- Return-to-office mandates and potential layoffs are upending housing markets as employees deal with job insecurity and commute times.
The Trump administration's return-to-office mandate and layoffs are disrupting housing markets with big federal footprints, as workers search for closer commutes and struggle with job insecurity.
Trump has said that if federal employees opt to stay remote, they will be dismissed. In addition, Elon Musk’s DOGE is targeting agencies for steep budget and personnel cuts.
“Since the inauguration, I’ve met with a few people including one federal government employee, who are selling specifically because of anticipated return-to-office orders,” said Kansas City, Mo.-based Redfin agent Jo Chavez, in a Redfin report.
Chavez spoke to a client who had plans to upgrade to a larger home, “but he canceled those plans because he’s worried about losing his job due to restructuring of government jobs.”
Washington, D.C.-based Redfin agent Stuart Naranch said a couple he worked with to buy their dream home a few years ago are now thinking about putting their home up for sale as they seek to be closer to public transportation.
“They both work for the government and want a more convenient commute because they’ll need to return to in-person work soon,” Naranch said in that same report.
The Department of Veterans Affairs has already laid off more than 1,000 employees, while termination emails have been sent from the Department of Education, the Small Business Administration, the Consumer Financial Protection Bureau, and the General Services Administration, Reuters reported.
The federal government isn’t the only organization implementing return-to-work mandates. Corporate giants like Amazon, Microsoft, JPMorgan, and Dell are also bringing their employees back to the office.
That has sparked widespread pushback from workers, and 1,200 JPMorgan employees signed a petition against the company’s five-day-a-week, in-office mandate.

What you will do |
1) According to the article on return-to-office mandates and housing markets, how many JPMorgan employees signed a petition against the company's in-office mandate?
2) Write the next part of the article on return-to-office mandates and housing markets, picking up after its final sentence.

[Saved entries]

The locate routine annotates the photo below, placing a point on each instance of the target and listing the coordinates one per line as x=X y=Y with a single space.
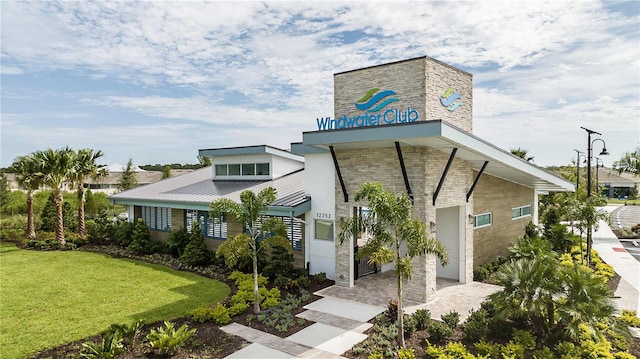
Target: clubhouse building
x=406 y=124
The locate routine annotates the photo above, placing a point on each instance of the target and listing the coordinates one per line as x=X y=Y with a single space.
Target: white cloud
x=541 y=69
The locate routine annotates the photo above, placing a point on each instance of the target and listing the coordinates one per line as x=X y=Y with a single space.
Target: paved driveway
x=627 y=217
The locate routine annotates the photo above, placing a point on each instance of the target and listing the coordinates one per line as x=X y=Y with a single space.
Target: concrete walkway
x=612 y=252
x=339 y=325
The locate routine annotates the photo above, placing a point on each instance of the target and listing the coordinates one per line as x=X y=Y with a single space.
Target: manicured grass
x=51 y=298
x=628 y=202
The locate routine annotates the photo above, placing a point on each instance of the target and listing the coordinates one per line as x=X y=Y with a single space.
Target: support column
x=344 y=263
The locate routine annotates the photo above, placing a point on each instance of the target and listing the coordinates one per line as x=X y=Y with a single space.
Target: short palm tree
x=56 y=166
x=251 y=212
x=84 y=167
x=522 y=153
x=392 y=224
x=30 y=179
x=585 y=302
x=629 y=163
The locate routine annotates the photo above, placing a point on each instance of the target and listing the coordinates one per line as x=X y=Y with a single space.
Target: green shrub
x=544 y=353
x=201 y=314
x=439 y=331
x=140 y=238
x=451 y=319
x=513 y=350
x=623 y=355
x=238 y=308
x=489 y=349
x=166 y=339
x=480 y=274
x=303 y=281
x=422 y=317
x=109 y=348
x=475 y=327
x=410 y=325
x=124 y=233
x=129 y=332
x=220 y=314
x=407 y=353
x=281 y=281
x=176 y=241
x=629 y=318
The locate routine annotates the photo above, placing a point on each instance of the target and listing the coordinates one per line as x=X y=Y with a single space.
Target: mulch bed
x=208 y=341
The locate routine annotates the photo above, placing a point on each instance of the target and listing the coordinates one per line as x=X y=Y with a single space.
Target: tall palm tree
x=629 y=163
x=522 y=153
x=392 y=224
x=84 y=166
x=30 y=179
x=56 y=166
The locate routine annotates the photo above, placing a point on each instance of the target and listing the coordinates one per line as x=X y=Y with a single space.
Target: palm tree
x=586 y=302
x=391 y=224
x=84 y=166
x=56 y=166
x=522 y=153
x=30 y=179
x=251 y=213
x=529 y=290
x=629 y=163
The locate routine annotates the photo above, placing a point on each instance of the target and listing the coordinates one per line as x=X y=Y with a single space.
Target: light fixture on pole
x=579 y=154
x=598 y=161
x=589 y=155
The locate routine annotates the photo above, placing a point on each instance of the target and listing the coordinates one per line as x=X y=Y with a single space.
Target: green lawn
x=50 y=298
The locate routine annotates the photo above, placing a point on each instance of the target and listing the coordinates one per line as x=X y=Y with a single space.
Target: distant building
x=109 y=184
x=616 y=185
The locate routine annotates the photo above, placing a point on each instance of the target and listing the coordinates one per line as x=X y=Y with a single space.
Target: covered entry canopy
x=443 y=137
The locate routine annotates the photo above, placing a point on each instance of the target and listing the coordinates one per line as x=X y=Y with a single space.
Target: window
x=294 y=230
x=157 y=218
x=324 y=229
x=248 y=169
x=482 y=220
x=234 y=170
x=245 y=169
x=262 y=169
x=221 y=170
x=211 y=227
x=519 y=212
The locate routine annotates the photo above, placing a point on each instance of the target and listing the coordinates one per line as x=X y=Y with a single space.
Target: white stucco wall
x=319 y=179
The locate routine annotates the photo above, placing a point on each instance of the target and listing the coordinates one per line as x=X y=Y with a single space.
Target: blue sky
x=156 y=81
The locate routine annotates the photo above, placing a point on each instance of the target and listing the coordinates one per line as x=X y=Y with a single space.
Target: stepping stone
x=345 y=309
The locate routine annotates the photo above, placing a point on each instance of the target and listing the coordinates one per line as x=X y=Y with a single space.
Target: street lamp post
x=578 y=154
x=589 y=155
x=598 y=161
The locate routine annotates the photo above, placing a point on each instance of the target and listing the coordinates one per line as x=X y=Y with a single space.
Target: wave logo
x=375 y=103
x=449 y=99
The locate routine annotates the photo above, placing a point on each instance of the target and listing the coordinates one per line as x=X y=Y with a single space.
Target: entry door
x=448 y=233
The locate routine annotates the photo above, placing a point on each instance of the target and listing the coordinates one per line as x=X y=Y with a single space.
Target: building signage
x=372 y=105
x=449 y=99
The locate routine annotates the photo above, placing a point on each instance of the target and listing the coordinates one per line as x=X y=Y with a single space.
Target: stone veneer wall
x=418 y=83
x=499 y=196
x=424 y=169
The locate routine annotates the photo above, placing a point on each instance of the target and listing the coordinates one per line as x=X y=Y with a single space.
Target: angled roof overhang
x=249 y=150
x=440 y=136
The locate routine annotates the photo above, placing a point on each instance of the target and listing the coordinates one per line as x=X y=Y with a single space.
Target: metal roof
x=196 y=190
x=443 y=137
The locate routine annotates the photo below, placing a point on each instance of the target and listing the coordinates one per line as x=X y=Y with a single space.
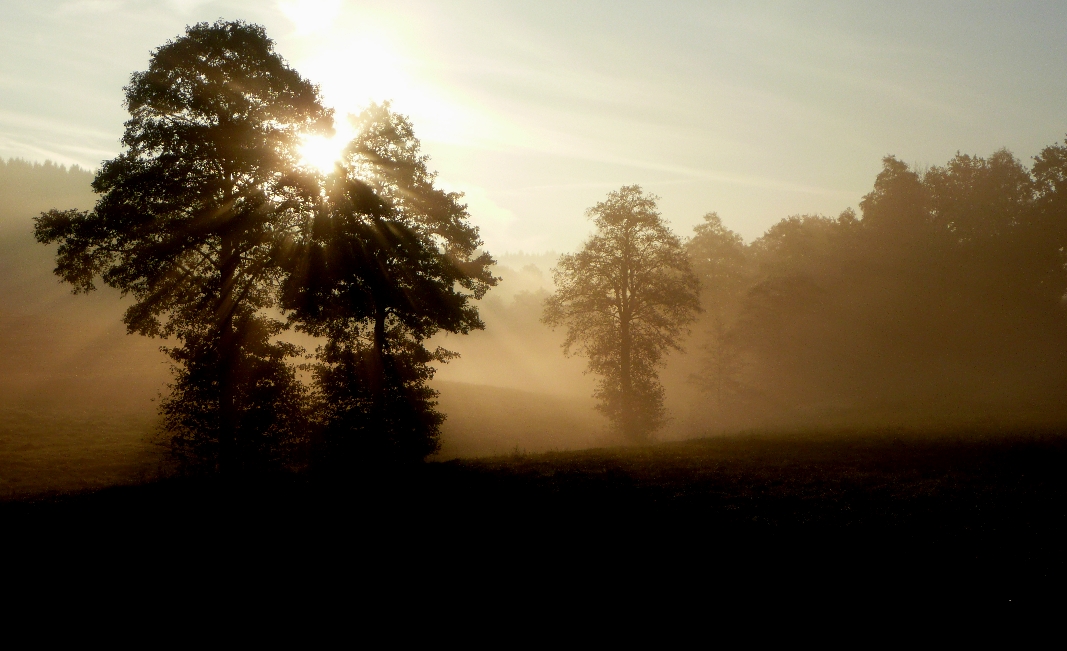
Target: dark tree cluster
x=224 y=239
x=942 y=303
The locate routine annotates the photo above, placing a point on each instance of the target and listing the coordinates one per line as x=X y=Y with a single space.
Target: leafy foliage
x=193 y=219
x=388 y=262
x=943 y=303
x=625 y=299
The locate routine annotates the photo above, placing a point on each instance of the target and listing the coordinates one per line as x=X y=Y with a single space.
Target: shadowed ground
x=965 y=510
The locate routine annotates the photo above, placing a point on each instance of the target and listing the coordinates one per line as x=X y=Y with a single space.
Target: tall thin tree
x=625 y=300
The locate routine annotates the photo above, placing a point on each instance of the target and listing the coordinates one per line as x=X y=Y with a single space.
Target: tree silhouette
x=625 y=299
x=391 y=259
x=718 y=259
x=193 y=220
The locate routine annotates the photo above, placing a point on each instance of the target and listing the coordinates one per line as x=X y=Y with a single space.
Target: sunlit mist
x=322 y=153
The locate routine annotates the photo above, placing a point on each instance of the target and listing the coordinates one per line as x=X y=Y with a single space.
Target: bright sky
x=536 y=110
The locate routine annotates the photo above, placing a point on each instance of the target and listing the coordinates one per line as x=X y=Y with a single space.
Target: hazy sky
x=536 y=110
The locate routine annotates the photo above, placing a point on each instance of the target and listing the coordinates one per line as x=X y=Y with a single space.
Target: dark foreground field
x=970 y=511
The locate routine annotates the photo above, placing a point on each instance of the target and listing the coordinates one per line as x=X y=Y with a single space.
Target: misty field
x=990 y=497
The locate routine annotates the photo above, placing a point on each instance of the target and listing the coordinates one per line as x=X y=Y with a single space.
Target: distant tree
x=193 y=220
x=720 y=264
x=625 y=300
x=391 y=259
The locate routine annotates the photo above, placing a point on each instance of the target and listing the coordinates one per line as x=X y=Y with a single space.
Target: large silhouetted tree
x=625 y=299
x=193 y=221
x=389 y=260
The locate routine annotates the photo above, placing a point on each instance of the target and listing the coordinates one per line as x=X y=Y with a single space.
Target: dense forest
x=941 y=303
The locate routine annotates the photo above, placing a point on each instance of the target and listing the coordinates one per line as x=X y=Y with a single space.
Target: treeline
x=942 y=303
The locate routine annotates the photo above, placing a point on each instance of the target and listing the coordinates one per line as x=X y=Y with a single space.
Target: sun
x=322 y=153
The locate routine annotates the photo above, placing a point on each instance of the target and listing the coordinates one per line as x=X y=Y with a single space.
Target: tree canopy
x=625 y=299
x=209 y=220
x=942 y=302
x=389 y=260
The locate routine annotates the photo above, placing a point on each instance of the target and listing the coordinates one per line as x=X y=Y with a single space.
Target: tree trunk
x=378 y=368
x=228 y=352
x=625 y=376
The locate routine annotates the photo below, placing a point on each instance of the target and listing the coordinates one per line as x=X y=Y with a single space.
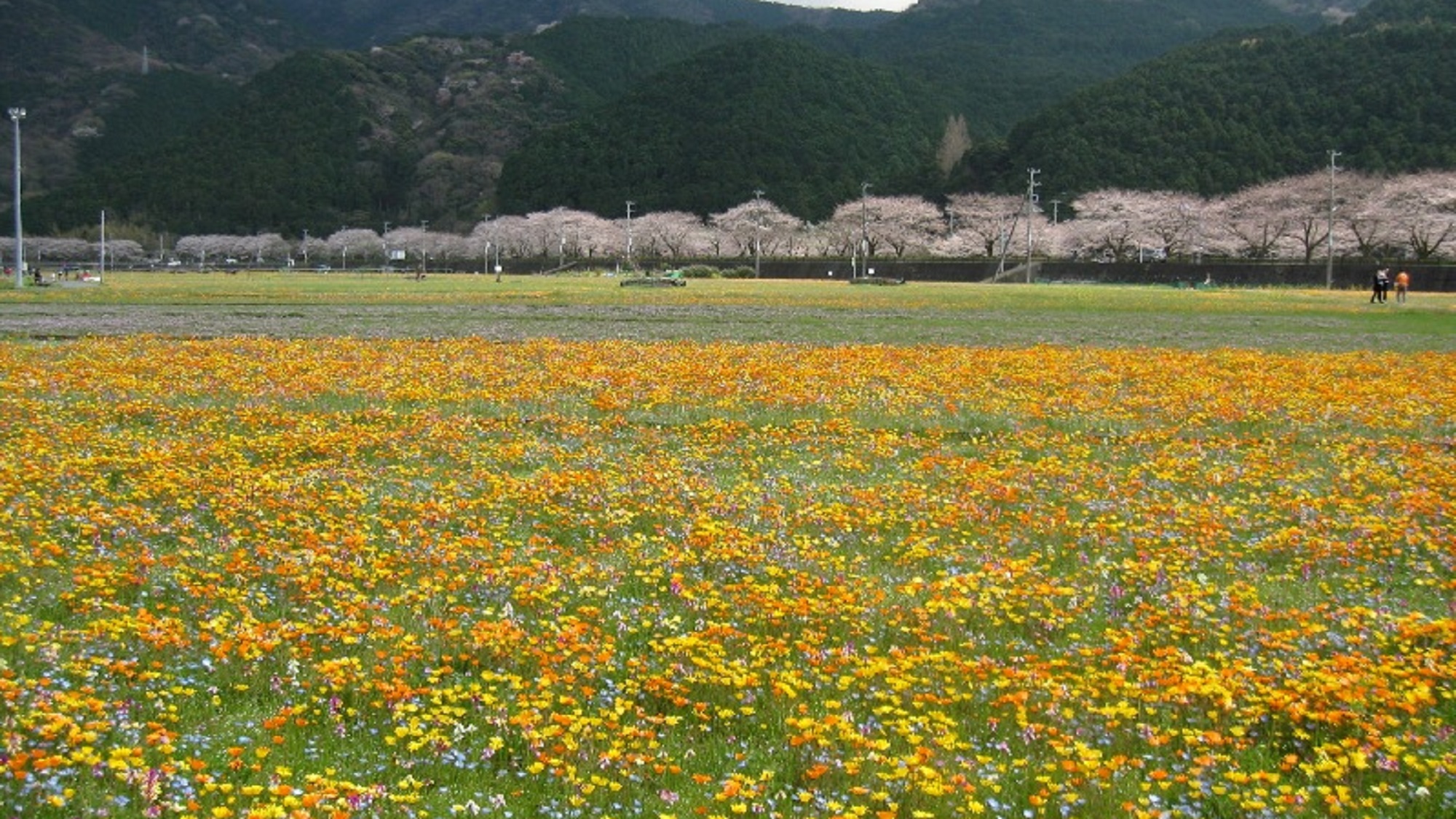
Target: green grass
x=810 y=312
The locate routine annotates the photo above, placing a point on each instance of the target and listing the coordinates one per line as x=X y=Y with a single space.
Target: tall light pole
x=17 y=114
x=1330 y=226
x=758 y=231
x=1032 y=206
x=864 y=229
x=630 y=234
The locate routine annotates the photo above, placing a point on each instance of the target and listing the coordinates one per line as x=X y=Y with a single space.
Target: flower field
x=551 y=579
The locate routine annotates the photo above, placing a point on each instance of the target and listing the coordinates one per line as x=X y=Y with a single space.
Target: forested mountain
x=226 y=133
x=998 y=62
x=1380 y=88
x=321 y=141
x=356 y=24
x=807 y=126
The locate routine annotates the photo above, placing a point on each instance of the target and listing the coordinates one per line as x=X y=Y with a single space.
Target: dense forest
x=1259 y=106
x=1196 y=95
x=802 y=123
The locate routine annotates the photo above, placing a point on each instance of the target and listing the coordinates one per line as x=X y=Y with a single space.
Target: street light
x=630 y=234
x=17 y=114
x=864 y=229
x=758 y=231
x=1330 y=225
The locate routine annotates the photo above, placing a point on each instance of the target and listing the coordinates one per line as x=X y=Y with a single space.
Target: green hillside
x=1259 y=107
x=673 y=114
x=998 y=62
x=803 y=124
x=359 y=24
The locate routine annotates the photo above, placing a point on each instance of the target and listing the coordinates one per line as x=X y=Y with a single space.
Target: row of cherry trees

Outputs for the tasks |
1) 1,200 JPMorgan employees signed the petition.

2)
“Don’t waste time on it,” CEO Jamie Dimon said during a company-wide meeting this week, Reuters reported. “I don’t care how many people sign that f—ing petition.”
The chaos caused by the RTO mandates and the federal layoffs adds to the strain in the US housing market, which has already been frozen by high mortgages rates.
High borrowing costs and home prices have kept demand from would-be buyers low. And while more sellers are putting their homes on the market, buyers are still on the sidelines.
For the four weeks that ended Feb. 9, new listings were up 7.4% from last year, the highest level since 2022, while pending sales were down 6%, according to Redfin.
There are now five months of supply on the market, the most since early 2019 and up from 4.4 months a year earlier. And the typical home took 57 days to go under contract, the longest span since the early days of the pandemic in March 2020. But demand could pick up soon as agents have seen more house hunters.
"Buyers have been sidelined this year because of high mortgage rates and uncertainty surrounding politics and the economy, but some are starting to come off the fence," said Fernanda Kriese, a Redfin agent in Las Vegas, according to the report.